(Pointing dataset excerpts)

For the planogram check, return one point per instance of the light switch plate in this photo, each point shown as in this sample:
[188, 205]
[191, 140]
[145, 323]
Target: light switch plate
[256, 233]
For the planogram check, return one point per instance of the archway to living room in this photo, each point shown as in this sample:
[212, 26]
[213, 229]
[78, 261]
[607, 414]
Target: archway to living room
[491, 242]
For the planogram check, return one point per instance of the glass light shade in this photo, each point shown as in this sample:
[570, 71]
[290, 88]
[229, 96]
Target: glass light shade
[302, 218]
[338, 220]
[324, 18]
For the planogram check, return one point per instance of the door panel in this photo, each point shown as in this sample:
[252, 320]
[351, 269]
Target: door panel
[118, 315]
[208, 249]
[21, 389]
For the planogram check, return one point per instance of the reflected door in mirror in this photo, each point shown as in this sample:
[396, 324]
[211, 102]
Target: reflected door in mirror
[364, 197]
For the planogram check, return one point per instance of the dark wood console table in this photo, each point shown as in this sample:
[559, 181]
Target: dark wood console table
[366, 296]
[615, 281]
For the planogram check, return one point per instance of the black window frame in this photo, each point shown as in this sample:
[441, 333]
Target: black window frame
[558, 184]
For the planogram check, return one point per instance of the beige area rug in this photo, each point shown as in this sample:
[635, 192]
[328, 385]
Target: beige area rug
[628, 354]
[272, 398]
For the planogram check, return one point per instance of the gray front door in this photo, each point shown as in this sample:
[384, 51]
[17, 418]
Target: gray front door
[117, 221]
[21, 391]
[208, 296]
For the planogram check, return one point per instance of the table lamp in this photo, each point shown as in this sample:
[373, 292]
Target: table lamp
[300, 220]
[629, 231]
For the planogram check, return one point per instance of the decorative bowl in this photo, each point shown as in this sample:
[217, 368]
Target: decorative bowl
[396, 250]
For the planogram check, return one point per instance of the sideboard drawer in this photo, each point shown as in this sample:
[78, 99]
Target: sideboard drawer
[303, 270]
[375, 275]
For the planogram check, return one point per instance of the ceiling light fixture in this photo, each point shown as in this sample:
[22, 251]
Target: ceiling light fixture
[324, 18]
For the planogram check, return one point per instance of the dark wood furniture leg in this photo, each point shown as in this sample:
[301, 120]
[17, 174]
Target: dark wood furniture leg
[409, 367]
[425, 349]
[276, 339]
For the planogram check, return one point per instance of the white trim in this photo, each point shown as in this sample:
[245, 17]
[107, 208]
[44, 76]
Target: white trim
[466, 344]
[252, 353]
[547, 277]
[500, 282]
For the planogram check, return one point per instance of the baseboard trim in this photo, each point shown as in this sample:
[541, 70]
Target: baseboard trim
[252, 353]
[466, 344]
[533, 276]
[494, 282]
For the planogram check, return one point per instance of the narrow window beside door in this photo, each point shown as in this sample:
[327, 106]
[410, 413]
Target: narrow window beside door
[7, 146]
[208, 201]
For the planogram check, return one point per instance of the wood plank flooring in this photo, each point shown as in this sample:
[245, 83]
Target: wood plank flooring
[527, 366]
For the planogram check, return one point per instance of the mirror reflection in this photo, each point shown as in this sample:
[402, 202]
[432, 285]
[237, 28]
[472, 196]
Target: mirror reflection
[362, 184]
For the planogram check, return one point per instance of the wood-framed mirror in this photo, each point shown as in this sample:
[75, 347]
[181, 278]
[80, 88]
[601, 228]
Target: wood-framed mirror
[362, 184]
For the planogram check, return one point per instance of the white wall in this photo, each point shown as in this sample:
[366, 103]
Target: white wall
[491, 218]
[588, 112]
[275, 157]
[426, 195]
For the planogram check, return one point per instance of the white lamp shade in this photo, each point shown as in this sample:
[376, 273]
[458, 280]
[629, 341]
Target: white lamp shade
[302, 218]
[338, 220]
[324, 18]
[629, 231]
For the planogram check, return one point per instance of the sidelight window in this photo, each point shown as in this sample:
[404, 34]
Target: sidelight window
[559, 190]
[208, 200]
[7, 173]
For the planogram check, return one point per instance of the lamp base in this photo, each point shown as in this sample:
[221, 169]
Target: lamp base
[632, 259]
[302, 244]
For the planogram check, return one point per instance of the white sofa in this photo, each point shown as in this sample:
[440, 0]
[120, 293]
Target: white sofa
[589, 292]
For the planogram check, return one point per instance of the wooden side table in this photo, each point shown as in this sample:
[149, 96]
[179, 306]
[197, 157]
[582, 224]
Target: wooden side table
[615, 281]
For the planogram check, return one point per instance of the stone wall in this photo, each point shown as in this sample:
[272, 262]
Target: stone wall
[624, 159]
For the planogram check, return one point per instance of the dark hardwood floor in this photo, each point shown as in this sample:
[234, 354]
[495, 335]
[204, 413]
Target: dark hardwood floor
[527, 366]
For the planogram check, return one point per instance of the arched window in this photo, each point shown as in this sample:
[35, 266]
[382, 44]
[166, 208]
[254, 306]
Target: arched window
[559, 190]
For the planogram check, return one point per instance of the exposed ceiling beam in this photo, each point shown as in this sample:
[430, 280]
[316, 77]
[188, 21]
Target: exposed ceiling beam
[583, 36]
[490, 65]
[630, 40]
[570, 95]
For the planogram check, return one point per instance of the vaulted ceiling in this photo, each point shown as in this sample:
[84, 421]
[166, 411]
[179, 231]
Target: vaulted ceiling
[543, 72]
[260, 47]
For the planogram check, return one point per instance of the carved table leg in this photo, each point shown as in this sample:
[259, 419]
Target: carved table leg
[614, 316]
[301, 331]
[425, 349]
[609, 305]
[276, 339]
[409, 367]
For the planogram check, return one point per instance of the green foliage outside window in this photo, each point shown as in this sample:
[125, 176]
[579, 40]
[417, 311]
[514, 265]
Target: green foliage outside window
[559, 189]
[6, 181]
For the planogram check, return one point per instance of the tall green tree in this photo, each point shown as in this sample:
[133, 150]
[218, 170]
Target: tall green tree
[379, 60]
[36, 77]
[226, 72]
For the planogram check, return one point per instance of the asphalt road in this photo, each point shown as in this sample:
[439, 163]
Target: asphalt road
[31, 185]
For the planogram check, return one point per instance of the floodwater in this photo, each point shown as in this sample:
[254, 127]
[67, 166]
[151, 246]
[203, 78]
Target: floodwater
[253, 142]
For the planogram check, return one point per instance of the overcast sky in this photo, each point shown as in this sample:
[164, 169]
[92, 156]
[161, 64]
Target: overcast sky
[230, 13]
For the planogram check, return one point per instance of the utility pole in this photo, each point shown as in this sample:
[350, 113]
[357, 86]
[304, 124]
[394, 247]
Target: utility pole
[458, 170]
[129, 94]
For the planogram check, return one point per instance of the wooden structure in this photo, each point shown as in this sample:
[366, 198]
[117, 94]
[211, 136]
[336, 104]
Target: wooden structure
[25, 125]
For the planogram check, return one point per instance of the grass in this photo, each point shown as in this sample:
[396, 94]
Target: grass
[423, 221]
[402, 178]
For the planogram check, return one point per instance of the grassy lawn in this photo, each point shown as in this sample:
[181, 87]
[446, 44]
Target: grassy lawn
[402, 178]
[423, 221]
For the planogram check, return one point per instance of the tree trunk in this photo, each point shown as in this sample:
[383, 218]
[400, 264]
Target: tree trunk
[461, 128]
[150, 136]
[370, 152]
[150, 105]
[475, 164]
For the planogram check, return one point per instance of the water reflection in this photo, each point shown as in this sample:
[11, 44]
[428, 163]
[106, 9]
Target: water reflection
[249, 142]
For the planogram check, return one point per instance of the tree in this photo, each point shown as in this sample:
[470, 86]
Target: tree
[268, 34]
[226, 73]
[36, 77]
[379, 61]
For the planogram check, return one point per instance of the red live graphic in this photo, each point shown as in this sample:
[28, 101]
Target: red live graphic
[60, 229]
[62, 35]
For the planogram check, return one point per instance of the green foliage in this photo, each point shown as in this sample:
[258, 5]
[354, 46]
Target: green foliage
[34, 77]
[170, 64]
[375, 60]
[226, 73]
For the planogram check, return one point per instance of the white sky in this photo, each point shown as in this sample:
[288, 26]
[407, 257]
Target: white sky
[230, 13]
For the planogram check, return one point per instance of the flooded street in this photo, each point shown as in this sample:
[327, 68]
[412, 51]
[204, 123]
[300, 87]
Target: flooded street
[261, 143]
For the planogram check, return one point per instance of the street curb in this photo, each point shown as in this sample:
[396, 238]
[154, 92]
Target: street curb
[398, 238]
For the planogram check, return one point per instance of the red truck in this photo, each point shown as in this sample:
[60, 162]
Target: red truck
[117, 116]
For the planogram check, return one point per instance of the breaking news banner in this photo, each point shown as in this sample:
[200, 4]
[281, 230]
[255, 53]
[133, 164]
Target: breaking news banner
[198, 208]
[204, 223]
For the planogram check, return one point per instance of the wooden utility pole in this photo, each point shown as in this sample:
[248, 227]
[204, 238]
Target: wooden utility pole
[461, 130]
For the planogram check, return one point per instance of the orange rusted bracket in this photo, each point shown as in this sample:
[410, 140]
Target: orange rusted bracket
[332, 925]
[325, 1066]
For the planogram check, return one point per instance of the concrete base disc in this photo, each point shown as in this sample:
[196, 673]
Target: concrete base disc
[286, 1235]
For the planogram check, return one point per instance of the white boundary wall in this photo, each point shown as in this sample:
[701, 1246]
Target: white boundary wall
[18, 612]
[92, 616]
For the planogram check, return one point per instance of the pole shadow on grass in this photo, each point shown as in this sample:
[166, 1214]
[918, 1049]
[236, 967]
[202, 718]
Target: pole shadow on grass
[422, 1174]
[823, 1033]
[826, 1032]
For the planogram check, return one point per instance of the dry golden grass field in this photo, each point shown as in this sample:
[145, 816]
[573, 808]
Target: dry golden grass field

## Problem requirements:
Repeat only the stretch of lines starting at the one containing "of the orange" and running to the final line of the entries above.

## Exercise result:
For the planogram check, return one point per instance of the orange rusted bracket in this photo, each point shown as in this sample:
[410, 140]
Target: orange rusted bracket
[332, 925]
[325, 1066]
For the planogram check, return one point per instance of the concrete base disc in this photo, each point shown as in this sample:
[196, 673]
Target: concrete base disc
[286, 1235]
For the planogram check, return one point per instance of the white boundary wall in this photo, each point shown as in this sample:
[701, 1246]
Target: white boundary wall
[18, 612]
[92, 616]
For the planogram check, return one point per instance of the pole shadow on grass in this photo, each point shown as in this sample:
[166, 1214]
[918, 1049]
[236, 967]
[202, 718]
Target: pole shadow on grass
[422, 1174]
[823, 1033]
[826, 1032]
For the planogram check, return one point per instance of the dry golden grass field in this photo, each point shown as in this sample:
[145, 816]
[573, 808]
Target: dry golden grass field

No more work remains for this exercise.